● **DATA**
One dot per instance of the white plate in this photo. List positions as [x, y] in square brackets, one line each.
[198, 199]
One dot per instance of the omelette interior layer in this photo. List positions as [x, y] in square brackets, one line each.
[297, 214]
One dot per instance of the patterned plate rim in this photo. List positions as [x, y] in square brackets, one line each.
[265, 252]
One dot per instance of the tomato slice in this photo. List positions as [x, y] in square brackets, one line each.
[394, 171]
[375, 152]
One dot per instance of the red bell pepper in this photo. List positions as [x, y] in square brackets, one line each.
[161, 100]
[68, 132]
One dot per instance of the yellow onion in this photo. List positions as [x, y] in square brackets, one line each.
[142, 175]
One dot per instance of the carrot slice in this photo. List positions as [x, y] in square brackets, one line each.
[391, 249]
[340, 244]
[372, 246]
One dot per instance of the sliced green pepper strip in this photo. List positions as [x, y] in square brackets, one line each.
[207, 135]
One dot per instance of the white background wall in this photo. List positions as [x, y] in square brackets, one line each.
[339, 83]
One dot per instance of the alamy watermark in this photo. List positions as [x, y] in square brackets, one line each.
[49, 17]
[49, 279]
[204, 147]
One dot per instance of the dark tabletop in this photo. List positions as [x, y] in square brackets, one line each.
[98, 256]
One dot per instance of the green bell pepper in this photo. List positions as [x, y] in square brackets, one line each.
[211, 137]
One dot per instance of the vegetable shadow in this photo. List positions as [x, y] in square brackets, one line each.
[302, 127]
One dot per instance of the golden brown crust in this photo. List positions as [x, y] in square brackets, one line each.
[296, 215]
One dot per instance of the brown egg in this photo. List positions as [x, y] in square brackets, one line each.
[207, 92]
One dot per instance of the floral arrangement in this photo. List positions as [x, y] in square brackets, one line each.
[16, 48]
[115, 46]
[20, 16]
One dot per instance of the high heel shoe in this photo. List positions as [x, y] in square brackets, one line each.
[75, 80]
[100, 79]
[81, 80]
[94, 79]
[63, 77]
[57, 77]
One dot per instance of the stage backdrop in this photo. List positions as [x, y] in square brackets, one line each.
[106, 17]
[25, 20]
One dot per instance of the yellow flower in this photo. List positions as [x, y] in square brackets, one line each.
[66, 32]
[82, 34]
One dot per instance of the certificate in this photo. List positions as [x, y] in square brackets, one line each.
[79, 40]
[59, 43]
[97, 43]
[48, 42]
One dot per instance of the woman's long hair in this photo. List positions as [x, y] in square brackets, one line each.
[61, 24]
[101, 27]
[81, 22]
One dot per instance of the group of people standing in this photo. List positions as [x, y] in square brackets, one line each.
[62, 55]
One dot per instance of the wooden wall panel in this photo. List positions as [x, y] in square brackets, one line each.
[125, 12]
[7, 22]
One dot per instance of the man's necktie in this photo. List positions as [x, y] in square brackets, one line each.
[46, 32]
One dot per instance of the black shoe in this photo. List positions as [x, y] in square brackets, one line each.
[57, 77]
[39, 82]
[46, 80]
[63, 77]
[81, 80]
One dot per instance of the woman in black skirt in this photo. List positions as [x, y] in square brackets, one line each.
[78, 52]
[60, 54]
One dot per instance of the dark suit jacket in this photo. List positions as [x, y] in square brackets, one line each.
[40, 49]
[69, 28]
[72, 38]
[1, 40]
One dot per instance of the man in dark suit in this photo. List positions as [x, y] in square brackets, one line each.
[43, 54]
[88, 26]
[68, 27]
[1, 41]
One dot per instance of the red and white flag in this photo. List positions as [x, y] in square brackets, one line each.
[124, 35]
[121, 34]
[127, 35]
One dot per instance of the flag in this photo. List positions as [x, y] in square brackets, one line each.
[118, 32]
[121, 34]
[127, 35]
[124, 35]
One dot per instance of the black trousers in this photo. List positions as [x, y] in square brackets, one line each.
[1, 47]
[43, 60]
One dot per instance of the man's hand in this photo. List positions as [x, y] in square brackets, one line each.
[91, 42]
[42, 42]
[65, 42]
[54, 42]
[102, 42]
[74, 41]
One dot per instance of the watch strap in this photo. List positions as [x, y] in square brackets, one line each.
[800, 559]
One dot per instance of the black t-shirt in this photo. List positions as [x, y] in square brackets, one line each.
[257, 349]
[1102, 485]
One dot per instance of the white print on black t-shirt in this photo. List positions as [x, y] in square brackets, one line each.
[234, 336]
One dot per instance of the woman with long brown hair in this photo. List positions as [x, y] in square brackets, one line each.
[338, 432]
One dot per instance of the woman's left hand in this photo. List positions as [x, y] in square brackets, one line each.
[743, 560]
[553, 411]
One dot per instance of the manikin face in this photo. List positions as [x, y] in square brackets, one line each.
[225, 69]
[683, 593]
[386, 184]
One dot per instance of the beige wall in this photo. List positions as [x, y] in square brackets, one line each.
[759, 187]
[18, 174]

● **DIRECTIONS**
Please output every record, keeping each line exact.

● **ANSWER AREA**
One dot per instance of the white plate in this photo. List positions as [x, y] in square brackets, one line each.
[198, 199]
One dot per instance of the omelette interior layer in this photo. List positions as [x, y] in square brackets, one line each.
[297, 214]
One dot per instance of the patterned plate rim in this photo. List positions as [x, y] in square brackets, one line each.
[265, 252]
One dot per instance of the tomato slice in this photo. List positions as [x, y] in square brackets, one line each.
[394, 171]
[375, 152]
One dot per instance of the red bell pepper in this photo. List positions as [x, y] in square brackets, one line each.
[161, 100]
[68, 132]
One dot per instance of the yellow onion in this photo. List positions as [x, y] in square brackets, one line each.
[142, 175]
One dot per instance of the carrot slice in this photo. List positions as [x, y] in square brackets, one line each.
[391, 249]
[340, 244]
[372, 246]
One dot per instance of the sliced green pepper strip in this photo. List positions as [x, y] in square brackets, one line each.
[207, 135]
One dot per instance of the white background wall in this photo. List positions as [x, y] in square brackets, one line each.
[339, 83]
One dot per instance of the alamy watermark in this photo. List positions as [x, y] in square brackets, one line each.
[49, 17]
[49, 279]
[204, 147]
One dot per instance of the dark tabletop in this photo. List positions as [x, y] in square brackets, one line each.
[98, 256]
One dot per instance of the green bell pepper in this photo. List positions as [x, y] in square brackets, one line each.
[211, 137]
One dot per instance of the vegetable shadow in this photo. List positions as [x, y] in square brackets, one line each.
[302, 127]
One dot per instance of the golden brown crust in this photo. List positions as [x, y] in square brackets, one line each.
[296, 215]
One dot per instance of the brown egg in this photo. List positions as [x, y] in square brackets, one line each.
[207, 92]
One dot per instance of the floral arrangement in this photo. List positions as [x, y] in square brackets, one line each.
[16, 48]
[115, 46]
[20, 16]
One dot per instance of the high heel shoe in this photo. List positions as [x, y] in square brackets, one line each.
[75, 80]
[100, 79]
[81, 80]
[94, 79]
[63, 77]
[57, 77]
One dot per instance of the stage backdrop in this photo. List positions as [x, y] in square brackets, one line each.
[106, 17]
[25, 20]
One dot per instance of the yellow flower in this photo. List positions as [x, y] in square brackets, one line each.
[66, 32]
[82, 34]
One dot per instance of the certificate in this photo. List positions as [x, y] in square brackets, one line each.
[79, 40]
[59, 43]
[97, 43]
[48, 42]
One dot per instance of the woman's long hair in this photo. List positions as [x, y] in square brackets, one line each.
[61, 24]
[101, 27]
[81, 22]
One dot per instance of the group of people standing in this photo. List positions as [x, y] in square brackets, one line each.
[62, 55]
One dot per instance of the wooden wall panel in this photo. List positions as [x, y] in square brackets, one line each.
[125, 12]
[7, 22]
One dot per instance of the man's necktie in this photo. List positions as [x, y] in square brackets, one line each.
[46, 32]
One dot per instance of the black shoe in this photo. List positions as [x, y] in square brackets, one line each.
[57, 77]
[39, 82]
[46, 80]
[63, 77]
[81, 80]
One dot per instance of the woman in black skirt in this photo. List positions as [x, y] in square brackets, one line each.
[78, 52]
[60, 54]
One dot per instance of the dark suit jacket in this photo. List positions as [x, y] in square brackets, one line each.
[40, 49]
[69, 28]
[72, 38]
[1, 40]
One dot per instance of the man in dark suit in this photo. List positions as [x, y] in square brackets, one line each.
[43, 54]
[88, 26]
[68, 27]
[1, 41]
One dot per instance of the red and white flag in this photo. List positions as [x, y] in square brackets, one line each.
[124, 35]
[121, 34]
[127, 35]
One dot per instance of the flag in this photo. List positions as [x, y] in square brackets, one line each.
[118, 32]
[121, 34]
[127, 35]
[124, 35]
One dot per instance of the black trousers in this photo. List positions as [x, y] in square brackets, one line each.
[1, 47]
[43, 60]
One dot per instance of the man's hand in this photo. List positions as [x, y] in square brackets, one line each.
[91, 42]
[42, 42]
[65, 42]
[54, 42]
[102, 42]
[74, 41]
One dot per instance of the watch strap in this photo. List positions as [x, y] in square brackets, one line each.
[800, 559]
One dot per instance of the black t-shirt in this photo. List positions as [x, y] in square brackets, one line each.
[257, 349]
[1102, 485]
One dot per instance of the white print on black t-shirt in this photo. List positions as [x, y] in square brackets, one line each.
[234, 336]
One dot per instance of the woman with long brown hair in this photo. List positions as [x, y] in square brackets, one line each.
[338, 432]
One dot per instance of the woman's left hand in this photo. List positions as [x, y] in square brackets, one line each.
[743, 560]
[553, 411]
One dot per instance of the manikin face in this photo. List positions as [x, y] in square brackets, one line each.
[225, 69]
[683, 593]
[386, 184]
One dot per instance of the beige wall in this photo. List positions as [x, y] in square brackets, one line each.
[759, 187]
[18, 174]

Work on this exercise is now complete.